▶ _EXERCISE DIRECTIONS_: Please retype the listing below exactly, from its opening line through the line where "Target: recessed ceiling light" appears.
[[ SUPPLIED DATA, beginning ]]
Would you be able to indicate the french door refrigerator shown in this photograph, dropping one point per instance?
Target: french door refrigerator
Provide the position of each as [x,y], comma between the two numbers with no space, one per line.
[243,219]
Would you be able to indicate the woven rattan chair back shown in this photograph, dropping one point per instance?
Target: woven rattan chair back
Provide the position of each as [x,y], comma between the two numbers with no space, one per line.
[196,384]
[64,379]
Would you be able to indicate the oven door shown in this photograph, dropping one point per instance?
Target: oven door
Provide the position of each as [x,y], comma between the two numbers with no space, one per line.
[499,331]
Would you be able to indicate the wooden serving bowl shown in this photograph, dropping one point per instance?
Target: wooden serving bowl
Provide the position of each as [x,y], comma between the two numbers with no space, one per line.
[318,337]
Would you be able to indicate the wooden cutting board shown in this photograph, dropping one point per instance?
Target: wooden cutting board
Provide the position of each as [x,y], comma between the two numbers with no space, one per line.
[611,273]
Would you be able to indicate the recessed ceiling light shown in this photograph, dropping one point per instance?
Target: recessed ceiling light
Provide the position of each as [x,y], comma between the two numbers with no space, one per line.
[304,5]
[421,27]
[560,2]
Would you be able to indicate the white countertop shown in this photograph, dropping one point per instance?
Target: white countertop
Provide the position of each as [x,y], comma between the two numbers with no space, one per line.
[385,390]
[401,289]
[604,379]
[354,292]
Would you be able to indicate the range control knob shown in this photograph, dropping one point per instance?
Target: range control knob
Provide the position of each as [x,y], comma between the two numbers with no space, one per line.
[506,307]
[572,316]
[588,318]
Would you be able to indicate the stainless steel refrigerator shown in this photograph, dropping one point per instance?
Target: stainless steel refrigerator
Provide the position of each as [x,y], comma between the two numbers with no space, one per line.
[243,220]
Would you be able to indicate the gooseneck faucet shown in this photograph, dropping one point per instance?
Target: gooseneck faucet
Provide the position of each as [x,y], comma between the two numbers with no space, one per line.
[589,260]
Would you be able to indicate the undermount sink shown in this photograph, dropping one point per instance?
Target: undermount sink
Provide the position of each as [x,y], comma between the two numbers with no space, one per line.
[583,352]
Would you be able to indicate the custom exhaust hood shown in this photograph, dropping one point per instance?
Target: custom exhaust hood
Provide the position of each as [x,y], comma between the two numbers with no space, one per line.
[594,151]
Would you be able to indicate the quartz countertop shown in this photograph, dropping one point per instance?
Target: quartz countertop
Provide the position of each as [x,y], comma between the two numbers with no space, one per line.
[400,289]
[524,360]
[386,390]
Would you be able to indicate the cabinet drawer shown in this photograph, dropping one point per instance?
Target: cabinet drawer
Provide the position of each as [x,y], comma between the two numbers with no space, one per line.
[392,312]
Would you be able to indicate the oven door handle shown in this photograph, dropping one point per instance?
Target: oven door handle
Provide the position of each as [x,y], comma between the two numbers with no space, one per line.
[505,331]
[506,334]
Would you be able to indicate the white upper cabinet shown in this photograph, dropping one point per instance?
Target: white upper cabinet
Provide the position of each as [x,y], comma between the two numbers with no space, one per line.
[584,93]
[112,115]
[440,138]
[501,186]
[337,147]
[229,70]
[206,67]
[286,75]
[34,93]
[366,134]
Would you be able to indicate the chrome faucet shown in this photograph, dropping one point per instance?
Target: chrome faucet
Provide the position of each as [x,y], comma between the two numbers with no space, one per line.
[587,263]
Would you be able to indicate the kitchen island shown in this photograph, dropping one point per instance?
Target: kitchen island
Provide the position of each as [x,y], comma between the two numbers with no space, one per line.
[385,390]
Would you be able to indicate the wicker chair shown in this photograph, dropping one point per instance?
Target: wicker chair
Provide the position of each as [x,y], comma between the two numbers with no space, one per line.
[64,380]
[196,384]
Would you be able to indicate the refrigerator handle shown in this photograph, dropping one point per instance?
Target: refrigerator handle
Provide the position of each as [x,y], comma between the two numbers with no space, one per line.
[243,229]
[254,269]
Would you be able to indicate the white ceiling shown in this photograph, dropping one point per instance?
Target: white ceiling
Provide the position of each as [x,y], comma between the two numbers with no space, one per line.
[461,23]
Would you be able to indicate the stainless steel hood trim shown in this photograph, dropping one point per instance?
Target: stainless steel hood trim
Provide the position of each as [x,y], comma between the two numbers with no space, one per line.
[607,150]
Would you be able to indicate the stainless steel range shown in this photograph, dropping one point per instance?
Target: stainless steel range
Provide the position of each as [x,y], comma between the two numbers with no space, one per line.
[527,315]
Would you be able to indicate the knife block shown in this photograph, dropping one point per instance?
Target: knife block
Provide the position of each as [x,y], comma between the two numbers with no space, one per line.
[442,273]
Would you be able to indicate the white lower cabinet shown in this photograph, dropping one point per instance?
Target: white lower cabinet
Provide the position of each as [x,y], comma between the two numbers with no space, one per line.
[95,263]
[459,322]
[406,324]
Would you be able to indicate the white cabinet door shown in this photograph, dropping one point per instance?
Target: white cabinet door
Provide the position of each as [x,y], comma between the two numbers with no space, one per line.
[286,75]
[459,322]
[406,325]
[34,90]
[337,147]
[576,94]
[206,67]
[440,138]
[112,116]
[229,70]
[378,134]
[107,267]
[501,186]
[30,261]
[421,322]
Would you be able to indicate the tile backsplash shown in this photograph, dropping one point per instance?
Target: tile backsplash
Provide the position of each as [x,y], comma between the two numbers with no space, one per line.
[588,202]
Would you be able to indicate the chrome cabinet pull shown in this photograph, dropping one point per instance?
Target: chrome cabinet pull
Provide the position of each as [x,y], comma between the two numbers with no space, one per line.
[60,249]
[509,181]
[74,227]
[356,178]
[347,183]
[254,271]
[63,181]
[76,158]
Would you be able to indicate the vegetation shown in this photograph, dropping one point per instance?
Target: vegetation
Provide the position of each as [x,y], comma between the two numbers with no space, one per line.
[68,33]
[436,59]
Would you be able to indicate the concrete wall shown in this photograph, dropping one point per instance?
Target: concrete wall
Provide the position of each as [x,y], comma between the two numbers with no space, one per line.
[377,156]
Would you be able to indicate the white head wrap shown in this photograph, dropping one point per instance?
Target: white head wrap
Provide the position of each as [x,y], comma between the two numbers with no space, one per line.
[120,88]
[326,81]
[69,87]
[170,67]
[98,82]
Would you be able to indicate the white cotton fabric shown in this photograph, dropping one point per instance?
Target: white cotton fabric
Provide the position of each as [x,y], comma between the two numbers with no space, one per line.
[[ SUPPLIED DATA, end ]]
▶ _EXERCISE ANSWER_:
Would you be able to indicate the french door refrigerator shown in this photograph, dropping one point per instance?
Target: french door refrigerator
Provide the position of each as [x,y], comma between the two numbers with no space, one per line.
[243,219]
Would you be able to indicate the woven rattan chair back shown in this photograph, dropping one point per instance?
Target: woven rattan chair back
Provide the position of each as [x,y], comma between the two numbers with no space, one per line.
[196,384]
[64,379]
Would you be able to indicate the oven door shown in this photograph, dropping one point per instance?
Target: oven door
Provide the position of each as [x,y], comma between the two numbers with no space, one per line.
[499,331]
Would you be able to indicate the wooden serving bowl shown in this photograph, dropping one point per instance?
Target: wooden serving bowl
Provide the position of each as [x,y], comma between the two numbers with no space, one per line.
[318,337]
Would you be able to indicate the wooden cutting board shown in this photograph, dropping one point per instance?
Target: wooden cutting board
Provide the position of each as [x,y], comma between the two numbers with no space, one per line.
[611,273]
Would you be able to indicate the recessed ceiling light shown in this photograph, dropping one point per instance?
Target: recessed ceiling light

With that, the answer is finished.